> _Assignment_
Repeat, word for word, the stretch of the labor story from "This Tuesday, Anders" through "Labor & Delivery.".

> _Document section_
....

Waiting to have a baby is somewhat like waiting at the airport after your flight has been cancelled. You're grumpy, uncomfortable, and have a lot of people asking for updates on the ETA. It's so frustrating, having no control and little to hold on to other than a blinky information screen lots of dashes and not a lot of information. You know you'll get to your destination eventually, that the holding pattern is temporary, but you really just want to take off.
This Tuesday, Anders and I were finally cleared for take off. At 2AM I felt a small pop in my lower abdomen while sleeping. Since there was no gush of water, I convinced myself I probably farted and was being overly alert for labor signs. I sat up to go to the bathroom and that's when I knew my water broke. Mattias called our midwife and we were instructed to head to the hospital within the next hour or so. Since I didn't have any contractions I knew I should take my sweet time leaving the house. I toasted (burned) a bagel for Mattias, tidied up the kitchen, and got the rest of my things together before Kerstin arrived to take care of the boys. By 3AM I had strong contractions and was on my way to Labor & Delivery.

....

> _Stored dataset items_
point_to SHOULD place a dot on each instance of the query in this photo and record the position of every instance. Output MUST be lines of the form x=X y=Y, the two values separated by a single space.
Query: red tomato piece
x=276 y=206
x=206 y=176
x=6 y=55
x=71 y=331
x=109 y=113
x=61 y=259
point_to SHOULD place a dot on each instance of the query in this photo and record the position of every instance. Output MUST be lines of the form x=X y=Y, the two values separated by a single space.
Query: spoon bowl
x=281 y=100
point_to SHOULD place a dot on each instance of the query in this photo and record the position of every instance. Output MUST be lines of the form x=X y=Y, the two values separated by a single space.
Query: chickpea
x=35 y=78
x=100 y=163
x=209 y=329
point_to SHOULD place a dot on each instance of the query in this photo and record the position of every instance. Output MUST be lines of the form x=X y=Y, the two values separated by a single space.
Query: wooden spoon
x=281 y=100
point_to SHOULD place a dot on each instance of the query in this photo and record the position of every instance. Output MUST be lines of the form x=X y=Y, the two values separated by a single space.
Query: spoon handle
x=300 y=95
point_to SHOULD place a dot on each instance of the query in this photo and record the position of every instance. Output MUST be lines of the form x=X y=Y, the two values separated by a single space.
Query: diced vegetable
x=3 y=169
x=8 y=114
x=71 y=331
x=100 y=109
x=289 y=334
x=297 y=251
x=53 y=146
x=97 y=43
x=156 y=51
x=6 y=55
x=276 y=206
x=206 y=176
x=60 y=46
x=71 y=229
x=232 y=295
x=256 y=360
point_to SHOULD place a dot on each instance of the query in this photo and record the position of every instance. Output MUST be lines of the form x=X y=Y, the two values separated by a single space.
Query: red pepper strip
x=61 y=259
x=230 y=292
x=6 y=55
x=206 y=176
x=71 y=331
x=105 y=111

....

> _Task answer_
This Tuesday, Anders and I were finally cleared for take off. At 2AM I felt a small pop in my lower abdomen while sleeping. Since there was no gush of water, I convinced myself I probably farted and was being overly alert for labor signs. I sat up to go to the bathroom and that's when I knew my water broke. Mattias called our midwife and we were instructed to head to the hospital within the next hour or so. Since I didn't have any contractions I knew I should take my sweet time leaving the house. I toasted (burned) a bagel for Mattias, tidied up the kitchen, and got the rest of my things together before Kerstin arrived to take care of the boys. By 3AM I had strong contractions and was on my way to Labor & Delivery.